> [The exercise]:
Repeat each entry in full, exactly.

** start Task material **

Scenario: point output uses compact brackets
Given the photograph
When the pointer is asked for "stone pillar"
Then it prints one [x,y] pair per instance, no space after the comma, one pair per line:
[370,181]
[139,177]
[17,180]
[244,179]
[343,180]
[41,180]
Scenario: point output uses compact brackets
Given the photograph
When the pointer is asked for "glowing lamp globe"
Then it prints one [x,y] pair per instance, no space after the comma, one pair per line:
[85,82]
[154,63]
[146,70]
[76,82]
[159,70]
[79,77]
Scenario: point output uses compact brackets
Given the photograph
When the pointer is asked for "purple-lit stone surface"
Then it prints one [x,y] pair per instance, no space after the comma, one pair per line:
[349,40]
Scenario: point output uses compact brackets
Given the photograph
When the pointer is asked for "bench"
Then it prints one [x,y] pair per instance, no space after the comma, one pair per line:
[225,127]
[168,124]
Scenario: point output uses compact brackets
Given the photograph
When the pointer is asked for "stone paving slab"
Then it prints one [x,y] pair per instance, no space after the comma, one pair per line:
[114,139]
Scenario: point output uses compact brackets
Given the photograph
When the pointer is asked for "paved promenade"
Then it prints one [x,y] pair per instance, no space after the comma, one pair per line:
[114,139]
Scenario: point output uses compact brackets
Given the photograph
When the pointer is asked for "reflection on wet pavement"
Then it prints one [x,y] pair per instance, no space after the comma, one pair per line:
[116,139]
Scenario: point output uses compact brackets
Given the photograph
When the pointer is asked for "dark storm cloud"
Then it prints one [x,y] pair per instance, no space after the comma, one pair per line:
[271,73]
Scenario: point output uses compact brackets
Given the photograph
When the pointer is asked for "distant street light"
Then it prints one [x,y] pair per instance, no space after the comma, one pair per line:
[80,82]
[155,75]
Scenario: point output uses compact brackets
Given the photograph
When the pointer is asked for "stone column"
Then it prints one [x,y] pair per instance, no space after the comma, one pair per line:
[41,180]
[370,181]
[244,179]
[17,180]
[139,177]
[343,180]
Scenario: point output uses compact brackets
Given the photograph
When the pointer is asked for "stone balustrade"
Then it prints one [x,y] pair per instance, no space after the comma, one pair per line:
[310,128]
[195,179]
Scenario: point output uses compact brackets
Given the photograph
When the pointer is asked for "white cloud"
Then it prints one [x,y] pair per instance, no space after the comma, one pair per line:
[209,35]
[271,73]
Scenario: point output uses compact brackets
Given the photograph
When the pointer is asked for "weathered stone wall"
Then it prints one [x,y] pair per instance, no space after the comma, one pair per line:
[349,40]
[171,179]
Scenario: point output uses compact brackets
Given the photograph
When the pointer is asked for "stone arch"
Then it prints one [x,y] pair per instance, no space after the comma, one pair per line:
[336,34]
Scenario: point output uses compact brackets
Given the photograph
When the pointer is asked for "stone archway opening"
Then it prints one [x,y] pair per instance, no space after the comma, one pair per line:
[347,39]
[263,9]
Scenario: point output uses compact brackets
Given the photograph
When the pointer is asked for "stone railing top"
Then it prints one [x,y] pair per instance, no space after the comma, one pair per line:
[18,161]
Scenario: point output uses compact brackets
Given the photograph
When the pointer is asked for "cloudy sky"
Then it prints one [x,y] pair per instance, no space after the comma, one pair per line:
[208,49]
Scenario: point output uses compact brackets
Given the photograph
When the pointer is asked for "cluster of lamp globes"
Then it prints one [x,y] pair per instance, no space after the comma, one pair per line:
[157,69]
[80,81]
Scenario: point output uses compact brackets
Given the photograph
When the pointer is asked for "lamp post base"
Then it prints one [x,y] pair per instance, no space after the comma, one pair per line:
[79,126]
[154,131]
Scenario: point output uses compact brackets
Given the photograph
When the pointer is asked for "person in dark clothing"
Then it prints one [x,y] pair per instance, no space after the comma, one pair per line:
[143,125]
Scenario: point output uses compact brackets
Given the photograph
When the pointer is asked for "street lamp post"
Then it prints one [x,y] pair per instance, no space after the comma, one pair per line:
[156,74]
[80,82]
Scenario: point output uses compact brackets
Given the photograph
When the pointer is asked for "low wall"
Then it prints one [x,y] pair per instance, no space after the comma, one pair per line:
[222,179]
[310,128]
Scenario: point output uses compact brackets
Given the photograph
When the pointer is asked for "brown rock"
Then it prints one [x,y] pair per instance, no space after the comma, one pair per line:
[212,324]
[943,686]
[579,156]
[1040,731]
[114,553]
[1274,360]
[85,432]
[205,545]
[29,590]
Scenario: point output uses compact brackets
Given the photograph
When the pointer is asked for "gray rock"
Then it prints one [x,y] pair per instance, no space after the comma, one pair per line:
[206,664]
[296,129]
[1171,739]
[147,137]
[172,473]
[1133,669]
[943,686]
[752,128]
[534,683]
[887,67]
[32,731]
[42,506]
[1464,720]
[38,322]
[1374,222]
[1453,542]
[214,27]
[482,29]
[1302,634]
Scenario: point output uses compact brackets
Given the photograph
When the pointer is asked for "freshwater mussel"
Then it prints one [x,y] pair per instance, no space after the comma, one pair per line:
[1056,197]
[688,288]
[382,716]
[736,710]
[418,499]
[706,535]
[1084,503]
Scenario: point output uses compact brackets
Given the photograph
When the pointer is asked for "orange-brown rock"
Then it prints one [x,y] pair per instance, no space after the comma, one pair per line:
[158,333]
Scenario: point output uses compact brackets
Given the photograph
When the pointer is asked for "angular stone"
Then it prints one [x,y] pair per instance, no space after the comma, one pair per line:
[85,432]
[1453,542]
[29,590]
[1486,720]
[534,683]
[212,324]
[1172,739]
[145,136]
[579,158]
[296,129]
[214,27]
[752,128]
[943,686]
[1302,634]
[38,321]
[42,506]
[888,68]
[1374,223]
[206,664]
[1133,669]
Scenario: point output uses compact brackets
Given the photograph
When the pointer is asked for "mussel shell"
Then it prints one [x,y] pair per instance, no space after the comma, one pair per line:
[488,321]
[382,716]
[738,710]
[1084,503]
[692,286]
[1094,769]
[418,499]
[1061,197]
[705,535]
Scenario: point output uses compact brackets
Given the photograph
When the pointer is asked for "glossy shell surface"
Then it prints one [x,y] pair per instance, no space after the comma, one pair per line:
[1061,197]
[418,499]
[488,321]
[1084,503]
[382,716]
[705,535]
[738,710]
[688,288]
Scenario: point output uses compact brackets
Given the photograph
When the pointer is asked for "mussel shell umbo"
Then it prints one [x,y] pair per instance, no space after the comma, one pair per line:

** end Task material **

> [Full answer]:
Scenario: point output uses compact brackets
Given the photograph
When the pointer is asked for "stone pillar"
Then it prints one [x,y] pair per instance, no space after the comma, one pair per line:
[370,181]
[139,177]
[17,180]
[244,179]
[343,180]
[41,180]
Scenario: point output uses compact brackets
Given the photograph
When the pointer is asked for "glowing lamp globe"
Then it prints one [x,y] pair per instance, no space after the comma, one pair per line:
[85,82]
[154,63]
[146,70]
[76,82]
[159,70]
[79,77]
Scenario: point output uses compact brackets
Given the photograph
When the pointer is asked for "purple-lit stone surface"
Then it prints one [x,y] pair per instance, no space after the comma, one pair per line:
[349,40]
Scenario: point output uses compact brackets
Given the photograph
When the pointer is asked for "bench"
Then it prints one [x,y] pair per instance, no space after the comma, one pair per line:
[225,127]
[168,124]
Scenario: point output uses compact brackets
Given the photograph
When the pointer is asked for "stone paving slab"
Then it prints one [x,y] pair per instance, no space after the comma, one pair per line:
[114,139]
Scenario: point output uses compact brackets
Given the photograph
When the pointer is asked for "paved promenade"
Then it prints one [x,y] pair per instance, no space after the comma, one pair per line:
[114,139]
Scenario: point output uses compact brackets
Given the photograph
When the pointer is asked for "reflection on wet pavement"
Then it prints one [x,y] pair per instance, no space after the comma, one pair per line:
[116,139]
Scenario: point output uses compact brackets
Given the photograph
When the pointer is asked for "dark storm cloud"
Then it prints one [x,y] pair per instance, no space after the comma, one pair per line:
[271,73]
Scenario: point output uses compact brackets
Given the photograph
When the pointer is asked for "distant street light"
Then it prints one [x,y] pair per instance, no space after the comma, one pair per line:
[80,82]
[155,75]
Scenario: point output uses compact brackets
Given the photograph
When the pointer is asked for "stone column"
Then it prints one [x,y] pair per instance, no space after the comma, one pair per line:
[41,180]
[370,181]
[244,179]
[17,180]
[139,177]
[343,180]
Scenario: point output uses compact brackets
Given the photograph
When the pointer is asked for "stone balustrade"
Then it prints one [x,y] pair per instance, no space after the comma, one pair per line:
[310,128]
[195,179]
Scenario: point output uses compact brackets
Given the photograph
When the pointer is asked for "white cloud"
Then it prints one [x,y] pair per instance, no space after the comma, one pair per line:
[209,35]
[271,73]
Scenario: point output uses compact brackets
Given the photograph
When the pointer is asked for "weathered stone wall"
Then it prints one [x,y] pair per instance, no space after the comma, one pair per line:
[349,40]
[171,179]
Scenario: point output uses compact brackets
Given the photograph
When the pointer is asked for "stone arch"
Then it prints one [x,y] pair per instance, no space after the comma, one pair per line:
[336,34]
Scenario: point output uses compact brackets
Given the photograph
When the pointer is asked for "stone archway opening"
Then it prints one [x,y] pair per instance, no space after the comma, one pair per line:
[347,39]
[263,9]
Scenario: point output uses compact brackets
Given the photograph
When the pointer is asked for "stone railing top"
Then it prints one [x,y] pair per instance, no space after the comma, one pair per line:
[18,161]
Scenario: point output uses compact brackets
Given the photograph
When the pointer is asked for "cloudy sky"
Then it prints one [x,y] pair per instance, no space after the comma, one pair per line:
[208,49]
Scenario: point output uses compact brackets
Given the photograph
When the pointer is asked for "cluster of lamp globes"
Then it prints one [x,y] pair per instance, no space after the comma, one pair per line:
[157,69]
[80,81]
Scenario: point output uses compact brackets
Given the photograph
When the pointer is asked for "lamp post base"
Then it prints one [x,y] pair per instance, no space after the comma, one pair per line:
[79,126]
[154,131]
Scenario: point output uses compact brackets
Given the photograph
When the pointer is asked for "person in dark clothing"
Then it prints one [x,y] pair per instance, no space after the comma, one pair per line:
[143,125]
Scenario: point output uses compact brackets
Given the photograph
When the pointer is asked for "street lamp post"
Then it prints one [x,y] pair per instance, no space after the comma, one pair per line:
[156,74]
[80,82]
Scenario: point output uses compact brackets
Given the photograph
When the pointer is asked for "low wall"
Then it prints one [x,y] pair per instance, no space after the comma, one pair per line:
[222,179]
[310,128]
Scenario: point output uses compact brackets
Given the photograph
When the pointer is asked for "brown rock"
Then it prints one [x,y] pair per instance, no space after the comma, one pair per line:
[212,324]
[943,686]
[579,156]
[1040,731]
[114,553]
[1274,360]
[85,432]
[205,545]
[29,590]
Scenario: point output uses compact brackets
Given the photograph
When the pointer is asked for "gray rock"
Then it prints one [x,y] pair per instance, no space after the comma, one pair per line:
[206,664]
[296,129]
[1171,739]
[147,137]
[172,473]
[1133,669]
[943,686]
[752,128]
[534,683]
[887,67]
[32,731]
[42,506]
[1464,720]
[38,322]
[1374,222]
[1453,542]
[214,27]
[482,29]
[1302,634]
Scenario: point output uses compact brackets
Given the photograph
When the pointer is asked for "freshwater mussel"
Then it prints one [x,y] pair per instance, no space after the comma, one pair per line:
[1056,197]
[688,288]
[382,716]
[736,710]
[418,499]
[706,535]
[1084,503]
Scenario: point output uses compact brackets
Given the photograph
When the pointer is asked for "orange-brown rock"
Then it prints one [x,y] pair per instance, no space after the comma, one pair per line:
[158,333]
Scenario: point output uses compact brackets
Given the photograph
When the pointer is asked for "angular stone"
Then it prints one [x,y] pair per instance, no space after the comma, one pair per line:
[85,432]
[1453,542]
[29,590]
[1486,720]
[534,683]
[212,324]
[1172,739]
[145,136]
[579,158]
[296,129]
[214,27]
[752,128]
[943,686]
[1302,634]
[38,321]
[42,506]
[888,68]
[1374,223]
[206,664]
[1133,669]
Scenario: point output uses compact brackets
Given the photograph
When the pointer is asked for "mussel shell"
Then it prints one [x,y] pair per instance, no space after the comma, one pair per line:
[488,321]
[382,716]
[738,710]
[1084,503]
[692,286]
[1094,769]
[418,499]
[1061,197]
[705,535]
Scenario: point output uses compact brackets
Given the photograph
When the pointer is asked for "glossy shell surface"
Then it prints one [x,y] pair per instance, no space after the comma, one pair per line:
[1061,197]
[418,499]
[488,321]
[1084,503]
[382,716]
[705,535]
[738,710]
[688,288]
Scenario: point output uses compact brackets
Given the photograph
When the pointer is asked for "mussel shell umbo"
Then it prints one [x,y] pair per instance, no space after the comma, one pair per line:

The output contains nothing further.